_Work order:_ Set down every record below exactly as it stands.

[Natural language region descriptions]
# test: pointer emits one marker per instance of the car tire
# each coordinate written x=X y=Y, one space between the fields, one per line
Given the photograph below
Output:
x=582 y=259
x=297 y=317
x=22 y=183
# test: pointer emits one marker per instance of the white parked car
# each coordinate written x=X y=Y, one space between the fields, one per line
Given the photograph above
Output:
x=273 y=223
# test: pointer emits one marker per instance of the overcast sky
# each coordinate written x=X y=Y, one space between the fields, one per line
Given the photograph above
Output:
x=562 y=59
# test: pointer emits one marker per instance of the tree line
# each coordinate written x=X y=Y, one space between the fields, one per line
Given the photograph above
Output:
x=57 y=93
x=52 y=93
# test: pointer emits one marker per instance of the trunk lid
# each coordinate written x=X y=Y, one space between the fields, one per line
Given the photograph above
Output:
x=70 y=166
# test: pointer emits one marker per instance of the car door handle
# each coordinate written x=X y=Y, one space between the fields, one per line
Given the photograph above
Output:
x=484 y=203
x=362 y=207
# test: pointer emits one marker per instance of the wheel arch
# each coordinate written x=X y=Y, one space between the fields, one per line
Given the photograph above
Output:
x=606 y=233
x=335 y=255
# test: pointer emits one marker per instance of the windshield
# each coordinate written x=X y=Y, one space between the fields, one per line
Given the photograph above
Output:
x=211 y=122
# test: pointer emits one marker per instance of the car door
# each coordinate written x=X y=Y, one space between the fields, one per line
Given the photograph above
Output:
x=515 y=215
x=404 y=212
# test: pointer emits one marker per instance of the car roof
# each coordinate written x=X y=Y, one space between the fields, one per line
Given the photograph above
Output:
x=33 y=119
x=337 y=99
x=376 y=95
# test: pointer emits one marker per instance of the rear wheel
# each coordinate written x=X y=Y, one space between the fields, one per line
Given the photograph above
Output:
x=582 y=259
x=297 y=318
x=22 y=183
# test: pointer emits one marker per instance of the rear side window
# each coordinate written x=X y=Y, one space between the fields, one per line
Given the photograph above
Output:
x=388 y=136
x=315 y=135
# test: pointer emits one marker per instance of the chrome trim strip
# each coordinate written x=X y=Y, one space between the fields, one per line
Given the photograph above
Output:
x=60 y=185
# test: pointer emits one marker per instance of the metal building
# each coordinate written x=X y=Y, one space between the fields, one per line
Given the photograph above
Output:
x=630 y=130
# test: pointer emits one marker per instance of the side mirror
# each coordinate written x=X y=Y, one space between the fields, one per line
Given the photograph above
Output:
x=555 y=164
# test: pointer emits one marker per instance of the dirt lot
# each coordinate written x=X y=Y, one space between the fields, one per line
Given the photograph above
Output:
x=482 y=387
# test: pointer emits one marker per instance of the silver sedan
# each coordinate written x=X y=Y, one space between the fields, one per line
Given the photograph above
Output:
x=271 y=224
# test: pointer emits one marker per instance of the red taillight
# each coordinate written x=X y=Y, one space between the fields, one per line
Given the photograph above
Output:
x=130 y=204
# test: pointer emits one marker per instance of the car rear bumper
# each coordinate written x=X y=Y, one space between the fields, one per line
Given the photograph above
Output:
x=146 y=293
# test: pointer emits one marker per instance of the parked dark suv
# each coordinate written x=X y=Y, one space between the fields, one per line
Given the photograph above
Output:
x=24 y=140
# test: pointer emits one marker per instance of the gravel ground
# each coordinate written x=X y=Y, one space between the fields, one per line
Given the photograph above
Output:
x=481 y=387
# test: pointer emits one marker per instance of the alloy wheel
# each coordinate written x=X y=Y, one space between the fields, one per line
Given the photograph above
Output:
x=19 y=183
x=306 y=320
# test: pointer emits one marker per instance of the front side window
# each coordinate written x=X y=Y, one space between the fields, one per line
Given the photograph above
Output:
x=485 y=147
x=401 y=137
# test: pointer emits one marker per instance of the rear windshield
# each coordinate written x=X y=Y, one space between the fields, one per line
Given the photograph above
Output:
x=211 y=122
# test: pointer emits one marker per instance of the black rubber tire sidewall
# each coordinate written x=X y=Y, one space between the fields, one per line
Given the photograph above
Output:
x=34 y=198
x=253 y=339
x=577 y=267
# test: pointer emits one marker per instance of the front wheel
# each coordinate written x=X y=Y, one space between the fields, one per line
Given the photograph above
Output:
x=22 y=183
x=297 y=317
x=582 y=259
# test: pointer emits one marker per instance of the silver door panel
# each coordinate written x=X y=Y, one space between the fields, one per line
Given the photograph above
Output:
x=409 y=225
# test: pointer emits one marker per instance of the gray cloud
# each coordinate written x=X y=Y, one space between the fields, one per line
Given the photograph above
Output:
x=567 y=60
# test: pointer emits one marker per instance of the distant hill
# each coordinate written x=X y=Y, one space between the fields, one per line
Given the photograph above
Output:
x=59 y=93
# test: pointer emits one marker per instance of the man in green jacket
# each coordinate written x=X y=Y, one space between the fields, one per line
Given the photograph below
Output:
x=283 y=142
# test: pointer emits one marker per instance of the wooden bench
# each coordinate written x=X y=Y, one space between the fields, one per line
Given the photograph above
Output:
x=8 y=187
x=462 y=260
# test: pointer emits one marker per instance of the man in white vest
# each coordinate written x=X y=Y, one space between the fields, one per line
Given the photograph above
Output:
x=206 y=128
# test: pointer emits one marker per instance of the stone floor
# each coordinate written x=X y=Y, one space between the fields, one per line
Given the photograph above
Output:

_Written answer:_
# test: pointer emits one marker per instance of the car tire
# each coordinate written x=X y=Y, one space between the fields, one per line
Given the photograph below
Output:
x=582 y=259
x=297 y=317
x=22 y=183
# test: pointer emits one marker per instance of the white parked car
# each coordinate written x=X y=Y, one space between the fields, one per line
Given the photograph above
Output:
x=273 y=223
# test: pointer emits one marker per instance of the overcast sky
# each coordinate written x=X y=Y, one space between the fields, one per line
Given the photograph above
Output:
x=562 y=59
# test: pointer emits one marker per instance of the tree line
# each coordinate written x=X y=Y, one space between the fields, one per line
Given the photograph above
Output:
x=57 y=93
x=52 y=93
# test: pointer emits one marker per instance of the trunk lid
# each coordinate written x=X y=Y, one space between the fields, one per line
Given the photograph above
Output:
x=70 y=166
# test: pointer emits one marker per instance of the car door handle
# each coordinate written x=X y=Y, one space between the fields, one per line
Given the photograph above
Output:
x=484 y=203
x=362 y=207
# test: pointer emits one marker per instance of the wheel arch
# each coordinate written x=X y=Y, one space between the fields, one per line
Given the photograph above
Output:
x=606 y=233
x=335 y=255
# test: pointer emits one marker per instance of the windshield
# each coordinate written x=X y=Y, one space between the fields, one per line
Given the photograph above
Output:
x=211 y=122
# test: pointer emits one marker per instance of the car door
# each coordinate written x=X y=Y, one space between the fields, one per line
Given the photograph above
Output:
x=515 y=215
x=404 y=212
# test: pointer emits one marker per instance of the car roof
# each coordinate written x=X y=Y, one space between the fields, one per line
Given the photograph above
Output:
x=33 y=119
x=337 y=99
x=376 y=95
# test: pointer emits one marker per instance of the rear wheel
# each coordinate written x=X y=Y, one space between the fields, one per line
Given the photograph above
Output:
x=582 y=259
x=297 y=318
x=22 y=183
# test: pointer emits one marker per instance of the rear side window
# each coordinate written x=X y=Y, one space between the fields, one per line
Given the photograph above
Output:
x=388 y=136
x=315 y=135
# test: pointer emits one marker per instance of the chrome trim strip
# each coordinate written x=X y=Y, one space between the fields, one per line
Given the photograph above
Output:
x=60 y=185
# test: pointer emits one marker per instance of the metal building
# each coordinate written x=X y=Y, one space between the fields, one per line
Given the photograph above
Output:
x=630 y=130
# test: pointer emits one marker per instance of the side mirror
# each coordinate written x=X y=Y, one space between the fields, one per line
Given the photograph above
Output:
x=555 y=164
# test: pointer emits one marker per instance of the dirt lot
# each coordinate written x=X y=Y, one space between the fields, one per line
Given the photograph above
Output:
x=482 y=387
# test: pointer emits one marker per instance of the silver sedan
# each coordinate written x=X y=Y, one space between the fields, one per line
Given the photograph above
Output:
x=271 y=224
# test: pointer emits one marker per instance of the red taillight
# each coordinate written x=X y=Y, one space between the fields, one per line
Given the photograph above
Output:
x=130 y=204
# test: pointer emits one marker per instance of the car rear bumper
# each coordinate written x=X y=Y, one space between the fields, one per line
Given the photograph above
Output:
x=146 y=293
# test: pointer emits one marker per instance of the parked dark suv
# each coordinate written x=X y=Y, one space between the fields, one per line
Given the photograph above
Output:
x=24 y=140
# test: pointer emits one marker per instance of the gravel ground
# each coordinate written x=X y=Y, one space between the fields, one per line
Given the photograph above
Output:
x=481 y=387
# test: pointer emits one marker per instance of the alloy wheel
# each coordinate written x=X y=Y, one space between the fields, one per line
Given the photograph above
Output:
x=19 y=183
x=306 y=320
# test: pointer emits one marker per instance of the front side window
# each coordinate written x=X y=Y, one space between the fields, one per line
Given the photograph above
Output:
x=485 y=147
x=401 y=137
# test: pointer emits one marker per instance of the rear windshield
# each coordinate written x=X y=Y, one space between the fields, one per line
Given the photograph above
Output:
x=211 y=122
# test: pointer emits one marker per instance of the black rubber tire sidewall
# each coordinate written x=X y=Y, one space between the fields, one per line
Given the photograph above
Output:
x=34 y=198
x=253 y=339
x=577 y=267
# test: pointer emits one marker per instance of the front wheel
# each coordinate written x=X y=Y, one space between the fields, one per line
Given the photograph above
Output:
x=22 y=183
x=297 y=317
x=582 y=259
# test: pointer emits one marker per instance of the silver door panel
# each coordinate written x=X y=Y, one space between the fields, one per line
Given the photograph above
Output:
x=409 y=225
# test: pointer emits one marker per instance of the gray cloud
# each coordinate written x=X y=Y, one space between the fields, one per line
Given the photograph above
Output:
x=567 y=60
# test: pointer emits one marker per instance of the distant hill
# each coordinate written x=X y=Y, one space between the fields, one per line
Given the photograph above
Output:
x=59 y=93
# test: pointer emits one marker per instance of the man in green jacket
# each coordinate written x=X y=Y, one space between the fields, one per line
Given the photograph below
Output:
x=283 y=142
# test: pointer emits one marker per instance of the wooden bench
# each coordinate written x=X y=Y, one space between the fields, one per line
Given the photograph above
Output:
x=8 y=187
x=462 y=260
# test: pointer emits one marker per instance of the man in white vest
# each coordinate written x=X y=Y, one space between the fields, one per line
Given the photograph above
Output:
x=206 y=128
# test: pointer emits one marker per instance of the stone floor
# each coordinate written x=X y=Y, one space between the fields, one per line
Given the photograph above
Output:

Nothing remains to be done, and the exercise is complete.